» STATED PROBLEM 1:
Retype the passage about misremembered Star Wars scenes from "But they weren’t" up to and including "from the books!".

» TEXT BLOCK:
Remember this classic moment from ‘A New Hope’ where Biggs confides to Luke that he’s going to join the Rebel Alliance? I did, and not being able to find it in the movie was driving me crazy! Image: ‘The Star Wars Storybook’, Random House, 1978.

If your memories of the original Star Wars trilogy don’t match the films when you see them now, it shouldn’t be a surprise. Lucas’ famous tinkering with his films across multiple releases has altered character development, increased CGI clutter, and sometimes replaced elements of the films for no identifiable reason. The changes are becoming so entrenched that even when we remember that something changed, we can confuse what the change was: “Han shot first” sounds reasonable enough, but the fact is that Han shot only. Greedo never fired in the original cut of A New Hope.

The impact of these edits became apparent to me when I watched an overview of the Harmy Despecialized edition of the movies, a community effort which is striving to restore episodes IV-VI to their original glory. So it was with great anticipation that I dug into those films, hoping to see again some key moments that I was certain had gone missing over the years. Specifically, I remembered Biggs confiding to Luke on Tatooine that he planned to join the Rebel Alliance, wampas attacking Echo Base, and Vader on Hoth, watching the Millennium Falcon escape and menacingly stating “I want that ship.”

But they weren’t there. None of them.

In fact, on watching the movies I discovered yet another discrepancy:  I was certain that during the Vader-is-Luke’s-father reveal that Luke yelled “No, it’s not true, I’ll never join you!” But it’s clear that Luke has always yelled “No, that’s not true. That’s impossible!”

It drove me nuts! Why was I remembering the movies so differently? I began to wonder if there had been other versions in the theater for the initial run, but I couldn’t find any corroborating stories that supported that idea. Besides, I was just three years old when A New Hope came out. I did find both the Biggs moment and wampa attack as deleted scenes, but they didn’t look familiar to me, and they had clearly never been part of the movie. Chewing the mystery over in my mind later, it suddenly came to me: maybe these were scenes from the books!

The full-color photograph books from 'Star Wars' and 'Empire Strikes Back' alongside the two read-along books, with 33 1/3 RPM records showing.
Oh storybooks: why must you turn my movie memories into a house of lies? Image: Mike LeSauvage

Not novels, mind you. I’m talking about the read-alongs and other children’s books from the time of the movies. Fortunately, these survived my father’s Star Wars yard sale apocalypse. I grabbed my copy of the 1980 Buena Vista Records read-along of The Empire Strikes Back and flipped through it:

The cover to the Buena Vista read-along of The Empire Strikes Back, showing Luke fighting Darth Vader with Yoda looking on. On the right side of the image is a page from the book where Luke exclaims "I'll Never Join You".
I have you now!  Page 21 gave me proof I wasn’t going insane or being gaslighted. Image: Mike LeSauvage

I still have the record, but no record player. I’ve since tracked down a version where you can enjoy the book in its original glory. What’s amazing to me is how different the voices are, but in my memories I had nevertheless transposed the dialog into Mark Hamill’s timbre.

(Saved entries)
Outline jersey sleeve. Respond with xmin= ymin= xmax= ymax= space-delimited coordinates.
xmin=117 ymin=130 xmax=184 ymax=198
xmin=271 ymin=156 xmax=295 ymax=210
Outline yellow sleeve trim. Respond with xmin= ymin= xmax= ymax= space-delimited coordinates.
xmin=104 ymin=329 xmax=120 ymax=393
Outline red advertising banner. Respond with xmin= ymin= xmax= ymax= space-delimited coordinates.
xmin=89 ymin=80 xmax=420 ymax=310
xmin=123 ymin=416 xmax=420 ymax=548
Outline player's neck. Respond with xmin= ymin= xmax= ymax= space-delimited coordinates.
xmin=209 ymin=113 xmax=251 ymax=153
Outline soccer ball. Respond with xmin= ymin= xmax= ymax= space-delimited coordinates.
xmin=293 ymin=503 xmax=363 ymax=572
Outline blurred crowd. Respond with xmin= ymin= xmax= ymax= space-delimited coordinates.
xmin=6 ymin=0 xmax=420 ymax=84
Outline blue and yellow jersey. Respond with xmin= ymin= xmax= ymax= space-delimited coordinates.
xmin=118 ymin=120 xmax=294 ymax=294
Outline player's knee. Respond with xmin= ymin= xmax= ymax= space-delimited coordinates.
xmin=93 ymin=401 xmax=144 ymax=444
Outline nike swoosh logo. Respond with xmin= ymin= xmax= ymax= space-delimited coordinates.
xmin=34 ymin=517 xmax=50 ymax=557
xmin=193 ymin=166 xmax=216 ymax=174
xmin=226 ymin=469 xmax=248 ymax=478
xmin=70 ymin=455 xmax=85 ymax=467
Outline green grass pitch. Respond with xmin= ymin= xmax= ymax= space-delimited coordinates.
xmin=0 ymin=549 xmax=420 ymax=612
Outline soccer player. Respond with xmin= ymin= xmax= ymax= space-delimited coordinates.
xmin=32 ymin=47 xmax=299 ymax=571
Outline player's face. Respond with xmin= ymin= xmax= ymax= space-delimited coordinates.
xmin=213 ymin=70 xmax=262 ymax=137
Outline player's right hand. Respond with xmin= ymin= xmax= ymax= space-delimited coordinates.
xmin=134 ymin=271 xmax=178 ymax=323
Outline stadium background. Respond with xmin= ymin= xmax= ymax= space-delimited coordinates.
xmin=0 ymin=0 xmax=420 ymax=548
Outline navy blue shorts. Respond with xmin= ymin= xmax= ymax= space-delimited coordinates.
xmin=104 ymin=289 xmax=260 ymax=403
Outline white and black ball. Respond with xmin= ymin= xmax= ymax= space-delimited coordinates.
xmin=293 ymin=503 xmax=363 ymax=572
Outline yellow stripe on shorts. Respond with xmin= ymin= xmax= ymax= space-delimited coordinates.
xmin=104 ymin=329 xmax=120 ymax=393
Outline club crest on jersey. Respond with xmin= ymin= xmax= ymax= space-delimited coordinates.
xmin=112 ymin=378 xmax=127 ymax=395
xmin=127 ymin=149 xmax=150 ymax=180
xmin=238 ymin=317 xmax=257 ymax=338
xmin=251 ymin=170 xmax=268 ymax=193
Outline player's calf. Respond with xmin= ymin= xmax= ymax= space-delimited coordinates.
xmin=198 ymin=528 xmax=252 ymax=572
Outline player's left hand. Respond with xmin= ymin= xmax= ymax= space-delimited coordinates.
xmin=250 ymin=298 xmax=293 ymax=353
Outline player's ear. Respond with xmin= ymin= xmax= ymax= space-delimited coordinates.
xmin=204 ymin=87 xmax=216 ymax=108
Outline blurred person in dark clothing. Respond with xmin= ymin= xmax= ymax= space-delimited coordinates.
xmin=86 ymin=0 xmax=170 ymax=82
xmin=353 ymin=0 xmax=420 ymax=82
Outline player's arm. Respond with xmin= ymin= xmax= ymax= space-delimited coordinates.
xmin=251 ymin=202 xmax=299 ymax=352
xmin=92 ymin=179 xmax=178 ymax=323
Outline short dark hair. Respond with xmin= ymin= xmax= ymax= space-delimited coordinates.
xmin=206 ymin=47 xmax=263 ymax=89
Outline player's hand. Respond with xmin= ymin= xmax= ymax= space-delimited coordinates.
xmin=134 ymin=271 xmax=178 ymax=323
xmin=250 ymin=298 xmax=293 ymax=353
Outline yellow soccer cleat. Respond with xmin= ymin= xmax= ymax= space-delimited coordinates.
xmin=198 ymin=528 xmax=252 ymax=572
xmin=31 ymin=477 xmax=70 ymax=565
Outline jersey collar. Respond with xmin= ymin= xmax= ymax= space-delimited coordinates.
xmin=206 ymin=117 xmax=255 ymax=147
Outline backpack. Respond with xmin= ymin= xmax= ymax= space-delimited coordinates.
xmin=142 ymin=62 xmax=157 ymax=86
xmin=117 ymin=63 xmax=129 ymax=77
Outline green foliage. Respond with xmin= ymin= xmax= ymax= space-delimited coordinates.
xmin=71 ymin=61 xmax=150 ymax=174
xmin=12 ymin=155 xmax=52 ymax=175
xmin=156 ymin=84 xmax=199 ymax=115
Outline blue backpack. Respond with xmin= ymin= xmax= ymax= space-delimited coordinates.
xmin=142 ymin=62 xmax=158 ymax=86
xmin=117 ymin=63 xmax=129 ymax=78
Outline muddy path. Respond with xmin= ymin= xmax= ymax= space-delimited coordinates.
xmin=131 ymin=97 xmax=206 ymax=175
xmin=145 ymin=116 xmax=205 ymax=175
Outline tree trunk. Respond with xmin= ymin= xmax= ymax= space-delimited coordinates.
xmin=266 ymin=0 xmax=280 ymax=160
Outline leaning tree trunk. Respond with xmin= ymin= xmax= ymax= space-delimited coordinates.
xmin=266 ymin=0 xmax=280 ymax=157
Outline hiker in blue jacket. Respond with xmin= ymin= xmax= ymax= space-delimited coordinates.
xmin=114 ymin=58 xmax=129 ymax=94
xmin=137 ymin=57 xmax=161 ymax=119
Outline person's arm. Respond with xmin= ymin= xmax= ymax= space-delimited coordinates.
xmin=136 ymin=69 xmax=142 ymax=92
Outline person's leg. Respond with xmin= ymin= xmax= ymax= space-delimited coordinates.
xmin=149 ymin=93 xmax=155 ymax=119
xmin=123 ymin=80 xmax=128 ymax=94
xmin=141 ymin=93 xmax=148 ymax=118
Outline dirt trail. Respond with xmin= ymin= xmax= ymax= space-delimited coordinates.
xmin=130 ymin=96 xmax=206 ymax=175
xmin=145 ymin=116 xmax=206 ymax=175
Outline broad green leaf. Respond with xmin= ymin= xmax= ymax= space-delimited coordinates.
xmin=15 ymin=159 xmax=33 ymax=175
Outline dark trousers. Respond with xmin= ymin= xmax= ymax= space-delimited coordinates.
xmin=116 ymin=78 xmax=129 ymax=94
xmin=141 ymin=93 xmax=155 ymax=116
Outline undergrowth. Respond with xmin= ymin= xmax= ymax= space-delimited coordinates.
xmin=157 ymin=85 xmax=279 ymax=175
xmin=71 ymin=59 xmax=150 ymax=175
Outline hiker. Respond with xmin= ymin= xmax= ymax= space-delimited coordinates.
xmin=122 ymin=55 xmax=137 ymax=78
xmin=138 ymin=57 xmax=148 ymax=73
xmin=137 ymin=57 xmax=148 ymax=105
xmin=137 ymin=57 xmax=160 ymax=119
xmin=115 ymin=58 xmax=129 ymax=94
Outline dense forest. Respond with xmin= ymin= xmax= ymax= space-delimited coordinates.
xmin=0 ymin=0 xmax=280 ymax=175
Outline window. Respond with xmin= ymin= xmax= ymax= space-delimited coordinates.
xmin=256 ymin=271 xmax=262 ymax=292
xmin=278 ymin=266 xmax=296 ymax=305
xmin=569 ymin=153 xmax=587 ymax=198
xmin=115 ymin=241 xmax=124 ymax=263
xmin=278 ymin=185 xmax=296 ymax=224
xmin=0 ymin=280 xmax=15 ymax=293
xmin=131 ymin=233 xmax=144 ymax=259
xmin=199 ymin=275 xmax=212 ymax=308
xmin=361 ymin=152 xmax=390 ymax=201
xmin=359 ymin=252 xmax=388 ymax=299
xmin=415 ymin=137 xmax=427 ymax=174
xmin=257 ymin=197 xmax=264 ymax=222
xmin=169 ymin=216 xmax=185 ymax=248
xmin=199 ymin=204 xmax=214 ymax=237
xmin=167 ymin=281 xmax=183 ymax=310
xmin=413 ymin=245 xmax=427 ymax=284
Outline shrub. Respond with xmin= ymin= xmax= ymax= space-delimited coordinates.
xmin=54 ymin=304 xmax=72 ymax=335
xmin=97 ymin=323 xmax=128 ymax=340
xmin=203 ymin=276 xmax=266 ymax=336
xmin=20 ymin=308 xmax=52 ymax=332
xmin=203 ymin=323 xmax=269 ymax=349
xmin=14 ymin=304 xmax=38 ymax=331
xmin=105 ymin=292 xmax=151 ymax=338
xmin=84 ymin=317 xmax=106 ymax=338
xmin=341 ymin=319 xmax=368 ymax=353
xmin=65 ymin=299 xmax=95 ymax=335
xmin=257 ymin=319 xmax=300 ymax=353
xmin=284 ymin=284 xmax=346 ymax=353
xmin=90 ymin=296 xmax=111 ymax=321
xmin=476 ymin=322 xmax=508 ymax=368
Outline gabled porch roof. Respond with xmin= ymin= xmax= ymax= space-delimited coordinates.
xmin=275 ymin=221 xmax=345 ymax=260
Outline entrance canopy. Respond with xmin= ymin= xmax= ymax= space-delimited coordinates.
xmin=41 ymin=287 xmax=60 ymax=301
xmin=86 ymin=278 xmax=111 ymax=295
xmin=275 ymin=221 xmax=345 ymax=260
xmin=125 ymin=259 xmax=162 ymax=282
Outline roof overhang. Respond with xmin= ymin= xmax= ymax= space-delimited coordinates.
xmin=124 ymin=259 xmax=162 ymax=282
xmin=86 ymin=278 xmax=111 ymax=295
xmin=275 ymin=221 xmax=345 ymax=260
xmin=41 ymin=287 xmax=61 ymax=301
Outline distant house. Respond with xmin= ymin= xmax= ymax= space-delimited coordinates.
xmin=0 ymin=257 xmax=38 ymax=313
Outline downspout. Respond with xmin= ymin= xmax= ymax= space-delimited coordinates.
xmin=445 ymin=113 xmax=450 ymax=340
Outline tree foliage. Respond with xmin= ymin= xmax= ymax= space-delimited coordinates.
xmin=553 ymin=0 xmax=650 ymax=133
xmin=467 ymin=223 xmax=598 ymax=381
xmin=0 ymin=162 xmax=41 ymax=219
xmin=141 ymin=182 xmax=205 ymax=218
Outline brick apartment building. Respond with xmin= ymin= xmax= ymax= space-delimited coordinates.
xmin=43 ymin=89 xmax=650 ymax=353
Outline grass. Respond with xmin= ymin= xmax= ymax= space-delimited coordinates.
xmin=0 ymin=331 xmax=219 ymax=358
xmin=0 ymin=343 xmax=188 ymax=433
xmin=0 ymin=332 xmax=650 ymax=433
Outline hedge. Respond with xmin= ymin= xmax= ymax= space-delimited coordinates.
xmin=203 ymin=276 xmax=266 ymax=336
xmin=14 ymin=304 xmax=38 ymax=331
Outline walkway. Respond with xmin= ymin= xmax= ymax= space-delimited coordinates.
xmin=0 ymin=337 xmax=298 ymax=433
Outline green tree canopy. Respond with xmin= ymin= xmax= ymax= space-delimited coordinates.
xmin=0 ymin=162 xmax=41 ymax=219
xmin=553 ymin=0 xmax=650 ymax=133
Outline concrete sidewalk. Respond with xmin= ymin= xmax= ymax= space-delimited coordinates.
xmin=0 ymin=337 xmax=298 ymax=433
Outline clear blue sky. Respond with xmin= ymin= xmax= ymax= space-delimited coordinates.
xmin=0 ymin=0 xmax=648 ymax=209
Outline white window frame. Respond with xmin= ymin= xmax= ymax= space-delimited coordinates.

» STATED PROBLEM 2:
In the records, swap "player's" for "athlete's" in the lines from the line with "Outline green grass" up to and including the line with "xmin=251 ymin=170 xmax=268 ymax=193", leaving everything else unchanged. Return only those lines.

» WRITTEN REPLY 1:
But they weren’t there. None of them.

In fact, on watching the movies I discovered yet another discrepancy:  I was certain that during the Vader-is-Luke’s-father reveal that Luke yelled “No, it’s not true, I’ll never join you!” But it’s clear that Luke has always yelled “No, that’s not true. That’s impossible!”

It drove me nuts! Why was I remembering the movies so differently? I began to wonder if there had been other versions in the theater for the initial run, but I couldn’t find any corroborating stories that supported that idea. Besides, I was just three years old when A New Hope came out. I did find both the Biggs moment and wampa attack as deleted scenes, but they didn’t look familiar to me, and they had clearly never been part of the movie. Chewing the mystery over in my mind later, it suddenly came to me: maybe these were scenes from the books!

» WRITTEN REPLY 2:
Outline green grass pitch. Respond with xmin= ymin= xmax= ymax= space-delimited coordinates.
xmin=0 ymin=549 xmax=420 ymax=612
Outline soccer player. Respond with xmin= ymin= xmax= ymax= space-delimited coordinates.
xmin=32 ymin=47 xmax=299 ymax=571
Outline athlete's face. Respond with xmin= ymin= xmax= ymax= space-delimited coordinates.
xmin=213 ymin=70 xmax=262 ymax=137
Outline athlete's right hand. Respond with xmin= ymin= xmax= ymax= space-delimited coordinates.
xmin=134 ymin=271 xmax=178 ymax=323
Outline stadium background. Respond with xmin= ymin= xmax= ymax= space-delimited coordinates.
xmin=0 ymin=0 xmax=420 ymax=548
Outline navy blue shorts. Respond with xmin= ymin= xmax= ymax= space-delimited coordinates.
xmin=104 ymin=289 xmax=260 ymax=403
Outline white and black ball. Respond with xmin= ymin= xmax= ymax= space-delimited coordinates.
xmin=293 ymin=503 xmax=363 ymax=572
Outline yellow stripe on shorts. Respond with xmin= ymin= xmax= ymax= space-delimited coordinates.
xmin=104 ymin=329 xmax=120 ymax=393
Outline club crest on jersey. Respond with xmin= ymin= xmax= ymax= space-delimited coordinates.
xmin=112 ymin=378 xmax=127 ymax=395
xmin=127 ymin=149 xmax=150 ymax=180
xmin=238 ymin=317 xmax=257 ymax=338
xmin=251 ymin=170 xmax=268 ymax=193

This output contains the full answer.